O fato de esse lugar ser uma aventura diária muita vezes é esquecido. Quando entramos na rotina, quando começamos a ser passivos sobre esse lugar, a extraordinariedade desse lugar e dessa gente. Ontem, me dei conta de como estou sendo tão passiva a tudo e me causou tanto desgosto que não podia fazer nada além de me deitar na cama e dormir, ignorando o despertador. Fui salva por meu primeiro ano, que me trouxe de volta dos meus sonhos, enquanto eu me espreguiçava e tentava falar como se não tivesse acabado de acordar.
Meu dia provou-se mágico quando fui 'surpreendida' pela chegada daquela mulher de cabelos fogosos que havia nos deixado quase um ano atrás. Ela parecia tão perdida e confusa ao estar de volta a Mostar que não quis incomodá-la com minha euforia. Senti uma energia estranha dela; percebi que estava confusa não só pelos dois dias de viagem, mas por aqueles amigos que ela disse terem sido 'amigos imaginários' durante todo esse tempo que ela esteve longe de Mostar. Causou-me um júbilo quase que doloroso ver Uri tão feliz com a presença de Iida e me fez ver além do muro de pedra que ele é.

-*-*-

» **Tarefas escritas**
1/ Resuma em duas frases o relato sobre Mostar.
2/ Prossiga com o relato sobre Mostar a partir do ponto em que ele termina.

-*-*-

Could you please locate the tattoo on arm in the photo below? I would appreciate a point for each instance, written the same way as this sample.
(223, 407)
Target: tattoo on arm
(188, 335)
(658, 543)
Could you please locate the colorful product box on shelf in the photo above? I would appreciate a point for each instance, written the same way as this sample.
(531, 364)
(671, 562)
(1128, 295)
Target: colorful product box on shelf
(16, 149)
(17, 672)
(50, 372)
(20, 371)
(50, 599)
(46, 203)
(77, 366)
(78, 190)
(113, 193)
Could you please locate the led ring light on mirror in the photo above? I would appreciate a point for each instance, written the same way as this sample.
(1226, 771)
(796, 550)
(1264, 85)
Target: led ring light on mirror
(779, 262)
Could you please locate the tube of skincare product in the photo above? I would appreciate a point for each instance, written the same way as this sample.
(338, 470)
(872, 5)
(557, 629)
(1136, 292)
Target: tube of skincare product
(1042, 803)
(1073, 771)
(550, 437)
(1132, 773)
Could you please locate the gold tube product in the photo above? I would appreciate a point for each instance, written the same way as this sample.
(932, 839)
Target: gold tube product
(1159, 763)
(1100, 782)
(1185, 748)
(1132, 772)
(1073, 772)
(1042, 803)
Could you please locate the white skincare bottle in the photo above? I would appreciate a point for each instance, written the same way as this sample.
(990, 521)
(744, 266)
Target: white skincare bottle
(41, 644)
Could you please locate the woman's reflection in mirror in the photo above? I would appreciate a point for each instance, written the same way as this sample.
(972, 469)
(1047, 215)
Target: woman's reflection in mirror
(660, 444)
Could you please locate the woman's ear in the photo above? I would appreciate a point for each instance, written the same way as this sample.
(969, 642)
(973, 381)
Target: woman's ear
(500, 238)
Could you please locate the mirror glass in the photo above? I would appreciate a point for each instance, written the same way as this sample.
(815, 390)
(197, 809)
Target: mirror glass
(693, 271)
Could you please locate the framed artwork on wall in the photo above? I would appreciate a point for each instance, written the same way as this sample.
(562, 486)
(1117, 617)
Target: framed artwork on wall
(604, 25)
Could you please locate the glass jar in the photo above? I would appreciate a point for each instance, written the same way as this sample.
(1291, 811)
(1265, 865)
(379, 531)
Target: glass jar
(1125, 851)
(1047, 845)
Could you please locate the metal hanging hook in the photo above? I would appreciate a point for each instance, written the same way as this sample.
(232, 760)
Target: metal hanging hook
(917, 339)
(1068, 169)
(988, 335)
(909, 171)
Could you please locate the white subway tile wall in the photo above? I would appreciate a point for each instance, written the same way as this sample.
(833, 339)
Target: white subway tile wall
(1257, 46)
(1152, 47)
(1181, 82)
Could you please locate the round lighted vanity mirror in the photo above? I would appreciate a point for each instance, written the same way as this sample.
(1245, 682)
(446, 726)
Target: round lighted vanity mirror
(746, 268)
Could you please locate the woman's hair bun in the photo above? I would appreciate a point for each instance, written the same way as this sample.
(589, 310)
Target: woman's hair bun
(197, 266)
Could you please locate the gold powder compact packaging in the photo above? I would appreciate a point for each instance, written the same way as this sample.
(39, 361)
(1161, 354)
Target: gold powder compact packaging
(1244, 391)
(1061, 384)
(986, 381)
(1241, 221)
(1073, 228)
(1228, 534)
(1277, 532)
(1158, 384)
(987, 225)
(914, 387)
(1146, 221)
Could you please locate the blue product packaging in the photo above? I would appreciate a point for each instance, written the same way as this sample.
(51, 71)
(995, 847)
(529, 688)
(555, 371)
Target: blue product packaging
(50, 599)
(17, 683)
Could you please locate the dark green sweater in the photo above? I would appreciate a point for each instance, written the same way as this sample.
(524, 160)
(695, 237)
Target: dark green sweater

-*-*-

» **Respostas esperadas**
1/ Quem narra observa que a rotina faz esquecer que o lugar é uma aventura diária e conta que, ao notar a própria passividade, sentiu tanto desgosto que voltou a dormir, ignorando o despertador, até que o primeiro ano interrompesse seu sono. O dia tornou-se mágico com a volta de uma mulher de cabelos fogosos que partira quase um ano antes e parecia perdida e confusa em Mostar, e ver Uri tão feliz com a presença de Iida causou em quem narra um júbilo quase doloroso.

2/
Depois de três semanas num estado meio doente, finalmente fui ao Climbing Hall, sair do chão que me puxa para baixo com a gravidade invencível do planeta Terra. "Sinto que é mais um esforço mental do que físico", Chiara me disse. Chiara é minha aprendiz; ela ficou vidrada quando descobriu que eu fazia telas - como disse - e me pediu na hora que eu a ensina-se o que sei; óbvio que concordei. E nessas últimas semanas, ela tem aprendido tão rapidamente e com tal facilidade que me deixa orgulhosa de uma forma engraçada. No final do nosso treino, Chiara me disse "me faz tão feliz..." e eu sorri com todos os meus dentes, concordando de todas as formas possíveis, reconhecendo outra vez o quanto o tecido me faz bem e quão importante é ter essa hora na minha semana em que, não importa o quão ocupada eu esteja, eu pararei pra me acalmar, pra deixar meus problemas todos no chão, debaixo dos meus pés e de todo meu leve corpo. Saí do Climbing Hall sozinha, assustada com a neblina e a umidade do ar, que me assustava a cada passo, com aquele silêncio, o frio e ainda aquele barulho do resto da água da chuva escorrendo das árvores e das ruínas. A escuridão me calava e me fazia implorar aos meus pés que se calassem também. Me sentia tão leve enquanto caminhava naquele lugar que gosto de chamar de caminho da roça ou caminho das amoras e me levei até Abrasevic, onde destruí toda minha felicidade com uma frustração imensa por conta de derivadas e limites, coisas que não pretendo usar na minha vida. Dor de cabeça. Corri pro quarto de Tamar pra um abraço e uma caminhada curta até a wall de Musala. Nos juntamos a um grupo de pessoas no quarto de Uri, num aconchego causado pela presença de Iida e foi quase como um flashback; um ano atrás.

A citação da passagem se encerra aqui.